Problems and tasks →
**a)** Answer these from the Kevin Smith article:
(i) In the synopsis, which character must reunite the broken band of heroes?
(ii) What does the writer call the most important thing to say about Kevin Smith?
(iii) In Smith's own words, what was the job?
**b)** From the Kevin Smith article, extract the stretch from "In the leadup" through "about Kevin Smith." word for word.

Excerpted passage →
[start]

Kevin Smith is a notorious fanboy. As proud as we are to call ourselves fangirls around here, we have nothing but respect for that. And it’s truly an amazing experience to get a chance to talk to someone who embodies the way we consume entertainment, the way we want to live it.
In the leadup to Masters of the Universe: Revelation, whose synopsis reads: “The war for Eternia culminates in “Masters of the Universe: Revelation,” an innovative and action-packed animated series that picks up where the iconic characters left off decades ago. After a cataclysmic battle between He-Man and Skeletor, Eternia is fractured and the Guardians of Grayskull are scattered. And after decades of secrets tore them apart, it’s up to Teela to reunite the broken band of heroes, and solve the mystery of the missing Sword of Power in a race against time to restore Eternia and prevent the end of the universe,” we had a chance to participate in a roundtable with the man behind this new version of a classic we all grew up with, and we have just one thing to say about Kevin Smith.
No, actually, we have a bunch, but this is still the most important one: He really, really loves what he does.
You might think, oh, I already knew that. And perhaps superficially, you did. But as someone who’s interviewed a lot of people, there’s just something about the way Kevin Smith approached a project he molded, that still never lost the edge of “I’m a fan of this” that we rarely get to see. And that’s not just refreshing, it’s inspiring.
But onto Masters of the Universe: Revelation. Smith was clear that his entire job with this new adaptation was exactly what we thought it was: “The job was nostalgia, the job was like (if) you are making a show that is fanservice for anyone who grew up watching that cartoon.”

[end]

(Named-object pointing records)

[start]

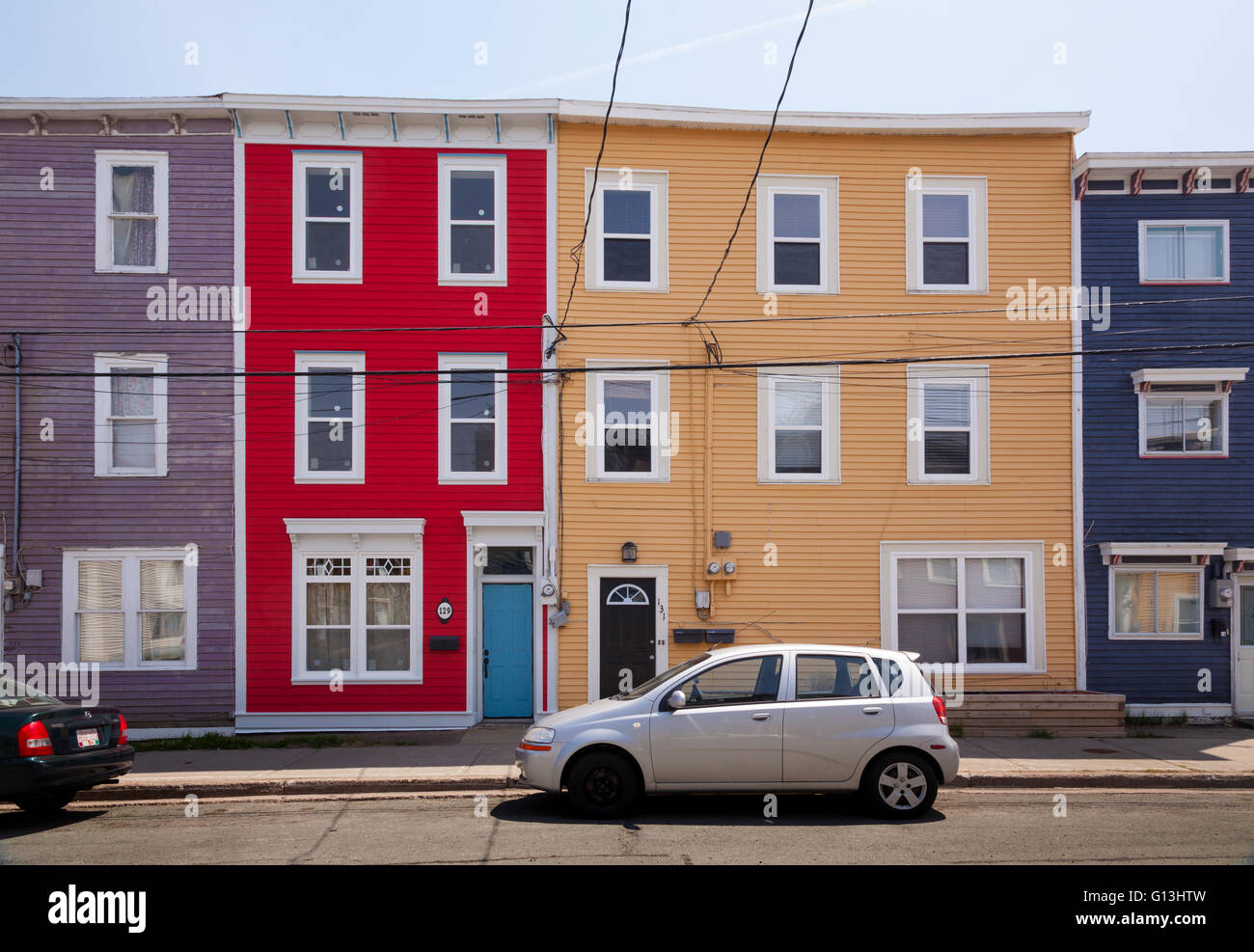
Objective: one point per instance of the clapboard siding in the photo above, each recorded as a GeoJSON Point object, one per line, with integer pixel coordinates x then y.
{"type": "Point", "coordinates": [1133, 500]}
{"type": "Point", "coordinates": [827, 585]}
{"type": "Point", "coordinates": [399, 288]}
{"type": "Point", "coordinates": [48, 284]}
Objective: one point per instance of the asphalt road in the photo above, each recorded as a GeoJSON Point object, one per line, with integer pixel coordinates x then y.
{"type": "Point", "coordinates": [967, 827]}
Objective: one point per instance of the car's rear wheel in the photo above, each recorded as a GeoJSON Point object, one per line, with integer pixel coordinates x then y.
{"type": "Point", "coordinates": [45, 802]}
{"type": "Point", "coordinates": [603, 784]}
{"type": "Point", "coordinates": [901, 784]}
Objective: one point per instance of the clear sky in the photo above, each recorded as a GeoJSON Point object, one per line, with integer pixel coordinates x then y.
{"type": "Point", "coordinates": [1155, 74]}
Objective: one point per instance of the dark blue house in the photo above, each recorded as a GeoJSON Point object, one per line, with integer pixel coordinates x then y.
{"type": "Point", "coordinates": [1167, 439]}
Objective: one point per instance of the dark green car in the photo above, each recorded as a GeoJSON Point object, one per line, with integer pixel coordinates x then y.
{"type": "Point", "coordinates": [49, 748]}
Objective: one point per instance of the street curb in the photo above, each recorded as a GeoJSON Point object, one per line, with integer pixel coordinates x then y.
{"type": "Point", "coordinates": [159, 790]}
{"type": "Point", "coordinates": [1175, 780]}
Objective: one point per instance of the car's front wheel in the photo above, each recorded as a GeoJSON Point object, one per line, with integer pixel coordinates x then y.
{"type": "Point", "coordinates": [901, 784]}
{"type": "Point", "coordinates": [45, 802]}
{"type": "Point", "coordinates": [603, 784]}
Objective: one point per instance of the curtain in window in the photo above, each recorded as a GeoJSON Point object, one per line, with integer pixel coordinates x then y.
{"type": "Point", "coordinates": [134, 240]}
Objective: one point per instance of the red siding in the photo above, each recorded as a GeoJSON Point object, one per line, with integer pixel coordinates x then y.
{"type": "Point", "coordinates": [399, 288]}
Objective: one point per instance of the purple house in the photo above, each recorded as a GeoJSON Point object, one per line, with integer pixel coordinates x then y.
{"type": "Point", "coordinates": [117, 266]}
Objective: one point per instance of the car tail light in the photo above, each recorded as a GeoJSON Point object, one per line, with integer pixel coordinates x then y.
{"type": "Point", "coordinates": [33, 740]}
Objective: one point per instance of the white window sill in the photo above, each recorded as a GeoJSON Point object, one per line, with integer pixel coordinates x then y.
{"type": "Point", "coordinates": [475, 280]}
{"type": "Point", "coordinates": [1142, 636]}
{"type": "Point", "coordinates": [324, 679]}
{"type": "Point", "coordinates": [473, 480]}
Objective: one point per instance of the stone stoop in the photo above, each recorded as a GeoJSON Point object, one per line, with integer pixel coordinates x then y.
{"type": "Point", "coordinates": [1017, 714]}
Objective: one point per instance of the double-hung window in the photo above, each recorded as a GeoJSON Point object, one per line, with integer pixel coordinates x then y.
{"type": "Point", "coordinates": [356, 589]}
{"type": "Point", "coordinates": [1183, 412]}
{"type": "Point", "coordinates": [472, 396]}
{"type": "Point", "coordinates": [130, 414]}
{"type": "Point", "coordinates": [129, 609]}
{"type": "Point", "coordinates": [1153, 602]}
{"type": "Point", "coordinates": [626, 426]}
{"type": "Point", "coordinates": [326, 216]}
{"type": "Point", "coordinates": [948, 422]}
{"type": "Point", "coordinates": [798, 425]}
{"type": "Point", "coordinates": [947, 233]}
{"type": "Point", "coordinates": [973, 604]}
{"type": "Point", "coordinates": [132, 211]}
{"type": "Point", "coordinates": [330, 418]}
{"type": "Point", "coordinates": [626, 247]}
{"type": "Point", "coordinates": [472, 243]}
{"type": "Point", "coordinates": [797, 240]}
{"type": "Point", "coordinates": [1183, 253]}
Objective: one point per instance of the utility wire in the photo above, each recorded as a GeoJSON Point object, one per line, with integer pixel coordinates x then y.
{"type": "Point", "coordinates": [713, 345]}
{"type": "Point", "coordinates": [577, 251]}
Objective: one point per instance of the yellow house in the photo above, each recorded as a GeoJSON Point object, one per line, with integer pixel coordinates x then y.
{"type": "Point", "coordinates": [865, 462]}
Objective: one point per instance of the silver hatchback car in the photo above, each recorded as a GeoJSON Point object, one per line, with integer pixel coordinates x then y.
{"type": "Point", "coordinates": [756, 718]}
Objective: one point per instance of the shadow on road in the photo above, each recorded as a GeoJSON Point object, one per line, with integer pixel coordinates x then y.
{"type": "Point", "coordinates": [713, 810]}
{"type": "Point", "coordinates": [17, 823]}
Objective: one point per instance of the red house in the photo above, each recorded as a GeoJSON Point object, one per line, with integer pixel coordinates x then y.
{"type": "Point", "coordinates": [392, 503]}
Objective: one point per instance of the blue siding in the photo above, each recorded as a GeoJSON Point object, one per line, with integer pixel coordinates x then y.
{"type": "Point", "coordinates": [1133, 500]}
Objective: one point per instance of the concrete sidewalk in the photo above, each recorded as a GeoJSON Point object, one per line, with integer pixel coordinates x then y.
{"type": "Point", "coordinates": [481, 759]}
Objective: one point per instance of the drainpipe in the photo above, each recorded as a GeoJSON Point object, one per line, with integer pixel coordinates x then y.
{"type": "Point", "coordinates": [16, 450]}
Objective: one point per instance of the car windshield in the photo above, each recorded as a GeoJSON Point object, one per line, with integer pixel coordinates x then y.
{"type": "Point", "coordinates": [665, 676]}
{"type": "Point", "coordinates": [15, 694]}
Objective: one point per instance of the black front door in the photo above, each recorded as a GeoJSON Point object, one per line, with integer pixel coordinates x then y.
{"type": "Point", "coordinates": [627, 634]}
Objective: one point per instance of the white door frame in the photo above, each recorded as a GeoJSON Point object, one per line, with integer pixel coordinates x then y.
{"type": "Point", "coordinates": [1234, 636]}
{"type": "Point", "coordinates": [504, 529]}
{"type": "Point", "coordinates": [596, 572]}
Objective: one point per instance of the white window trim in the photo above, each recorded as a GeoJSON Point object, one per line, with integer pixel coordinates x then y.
{"type": "Point", "coordinates": [302, 161]}
{"type": "Point", "coordinates": [656, 183]}
{"type": "Point", "coordinates": [462, 162]}
{"type": "Point", "coordinates": [1033, 595]}
{"type": "Point", "coordinates": [444, 394]}
{"type": "Point", "coordinates": [828, 188]}
{"type": "Point", "coordinates": [1199, 571]}
{"type": "Point", "coordinates": [105, 364]}
{"type": "Point", "coordinates": [314, 360]}
{"type": "Point", "coordinates": [977, 378]}
{"type": "Point", "coordinates": [104, 161]}
{"type": "Point", "coordinates": [976, 187]}
{"type": "Point", "coordinates": [1142, 228]}
{"type": "Point", "coordinates": [1142, 399]}
{"type": "Point", "coordinates": [593, 426]}
{"type": "Point", "coordinates": [130, 639]}
{"type": "Point", "coordinates": [831, 447]}
{"type": "Point", "coordinates": [356, 539]}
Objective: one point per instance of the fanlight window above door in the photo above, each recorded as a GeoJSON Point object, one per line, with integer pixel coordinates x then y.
{"type": "Point", "coordinates": [627, 595]}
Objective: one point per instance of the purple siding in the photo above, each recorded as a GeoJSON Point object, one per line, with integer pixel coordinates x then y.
{"type": "Point", "coordinates": [48, 283]}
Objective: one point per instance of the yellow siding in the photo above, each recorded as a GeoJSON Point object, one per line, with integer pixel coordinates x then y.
{"type": "Point", "coordinates": [827, 584]}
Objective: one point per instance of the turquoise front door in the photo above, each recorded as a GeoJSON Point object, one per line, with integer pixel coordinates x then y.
{"type": "Point", "coordinates": [506, 650]}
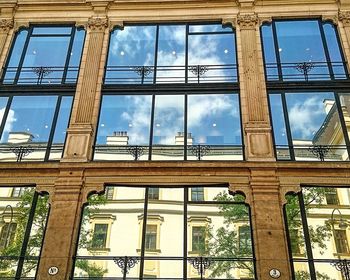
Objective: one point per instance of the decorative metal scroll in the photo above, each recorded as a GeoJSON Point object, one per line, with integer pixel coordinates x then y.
{"type": "Point", "coordinates": [142, 71]}
{"type": "Point", "coordinates": [305, 68]}
{"type": "Point", "coordinates": [21, 152]}
{"type": "Point", "coordinates": [320, 151]}
{"type": "Point", "coordinates": [343, 266]}
{"type": "Point", "coordinates": [201, 264]}
{"type": "Point", "coordinates": [199, 150]}
{"type": "Point", "coordinates": [136, 151]}
{"type": "Point", "coordinates": [125, 263]}
{"type": "Point", "coordinates": [41, 72]}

[end]

Answers to the problems →
**a)**
(i) Teela
(ii) He really, really loves what he does.
(iii) Nostalgia

**b)**
In the leadup to Masters of the Universe: Revelation, whose synopsis reads: “The war for Eternia culminates in “Masters of the Universe: Revelation,” an innovative and action-packed animated series that picks up where the iconic characters left off decades ago. After a cataclysmic battle between He-Man and Skeletor, Eternia is fractured and the Guardians of Grayskull are scattered. And after decades of secrets tore them apart, it’s up to Teela to reunite the broken band of heroes, and solve the mystery of the missing Sword of Power in a race against time to restore Eternia and prevent the end of the universe,” we had a chance to participate in a roundtable with the man behind this new version of a classic we all grew up with, and we have just one thing to say about Kevin Smith.